Data entries →
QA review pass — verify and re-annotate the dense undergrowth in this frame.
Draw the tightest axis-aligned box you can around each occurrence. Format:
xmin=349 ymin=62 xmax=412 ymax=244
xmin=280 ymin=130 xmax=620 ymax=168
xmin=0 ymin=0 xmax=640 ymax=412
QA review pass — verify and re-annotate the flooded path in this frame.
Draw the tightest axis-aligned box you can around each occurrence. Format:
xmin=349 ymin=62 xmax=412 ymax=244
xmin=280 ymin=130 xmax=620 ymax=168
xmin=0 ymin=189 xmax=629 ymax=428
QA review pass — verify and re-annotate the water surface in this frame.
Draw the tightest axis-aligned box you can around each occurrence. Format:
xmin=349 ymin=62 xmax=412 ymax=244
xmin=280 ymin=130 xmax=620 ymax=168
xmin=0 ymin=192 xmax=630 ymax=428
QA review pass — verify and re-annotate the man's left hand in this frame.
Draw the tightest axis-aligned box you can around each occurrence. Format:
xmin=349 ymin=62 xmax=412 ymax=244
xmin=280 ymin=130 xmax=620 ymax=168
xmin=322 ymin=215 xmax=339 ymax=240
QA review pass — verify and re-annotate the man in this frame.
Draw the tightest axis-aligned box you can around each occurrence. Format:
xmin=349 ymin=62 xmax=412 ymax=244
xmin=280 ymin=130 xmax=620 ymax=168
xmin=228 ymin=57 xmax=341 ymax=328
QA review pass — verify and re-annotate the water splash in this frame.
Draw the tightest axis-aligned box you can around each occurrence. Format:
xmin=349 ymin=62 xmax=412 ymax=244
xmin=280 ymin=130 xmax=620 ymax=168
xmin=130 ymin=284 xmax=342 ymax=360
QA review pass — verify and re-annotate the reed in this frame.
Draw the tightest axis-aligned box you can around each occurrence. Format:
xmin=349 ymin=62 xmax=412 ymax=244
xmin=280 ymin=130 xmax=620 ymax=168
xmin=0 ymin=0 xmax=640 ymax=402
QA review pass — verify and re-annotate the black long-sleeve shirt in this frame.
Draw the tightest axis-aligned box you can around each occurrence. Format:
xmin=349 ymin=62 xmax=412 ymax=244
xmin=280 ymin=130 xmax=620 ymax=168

Short exercise → Put every row above into a numbered list, leaving out any blank lines.

Reply →
1. QA review pass — verify and re-annotate the dense undergrowth in this frame.
2. Draw the tightest axis-aligned box you can around each occurrence. Format:
3. xmin=349 ymin=62 xmax=412 ymax=244
4. xmin=280 ymin=130 xmax=620 ymax=168
5. xmin=0 ymin=0 xmax=640 ymax=412
6. QA review pass — verify and re-annotate the flooded path in this frame.
7. Draw the tightest axis-aligned box you can around each occurrence. Format:
8. xmin=349 ymin=62 xmax=412 ymax=244
9. xmin=280 ymin=130 xmax=620 ymax=168
10. xmin=0 ymin=189 xmax=629 ymax=428
11. QA review pass — verify and re-annotate the water surface in this frame.
12. Draw the tightest axis-aligned box you can around each occurrence. Format:
13. xmin=349 ymin=62 xmax=412 ymax=244
14. xmin=280 ymin=130 xmax=620 ymax=168
15. xmin=0 ymin=192 xmax=630 ymax=428
16. QA review pass — verify and re-annotate the man's left hand in this frame.
17. Draw the tightest axis-aligned box you can around each occurrence. Format:
18. xmin=349 ymin=62 xmax=412 ymax=244
19. xmin=280 ymin=130 xmax=620 ymax=168
20. xmin=322 ymin=215 xmax=339 ymax=240
21. QA review pass — verify and re-annotate the man in this frame.
22. Draw the tightest axis-aligned box you can around each occurrence. Format:
23. xmin=349 ymin=62 xmax=412 ymax=244
24. xmin=280 ymin=130 xmax=620 ymax=168
25. xmin=228 ymin=57 xmax=341 ymax=328
26. QA review pass — verify and re-annotate the water splash in this frame.
27. Draw the tightest axis-aligned box you can around each occurrence. Format:
28. xmin=349 ymin=62 xmax=412 ymax=244
29. xmin=280 ymin=130 xmax=620 ymax=168
30. xmin=130 ymin=284 xmax=342 ymax=360
31. QA review pass — verify and re-annotate the reed in this frame.
32. Draw the tightest axis-aligned box you can around each occurrence. Format:
33. xmin=349 ymin=62 xmax=412 ymax=244
34. xmin=280 ymin=130 xmax=620 ymax=168
35. xmin=0 ymin=0 xmax=640 ymax=402
36. QA review pass — verify and re-annotate the black long-sleeve shirt in this frame.
37. Draw the tightest axis-aligned box you can around each occurrence. Format:
38. xmin=349 ymin=62 xmax=412 ymax=244
39. xmin=280 ymin=130 xmax=620 ymax=168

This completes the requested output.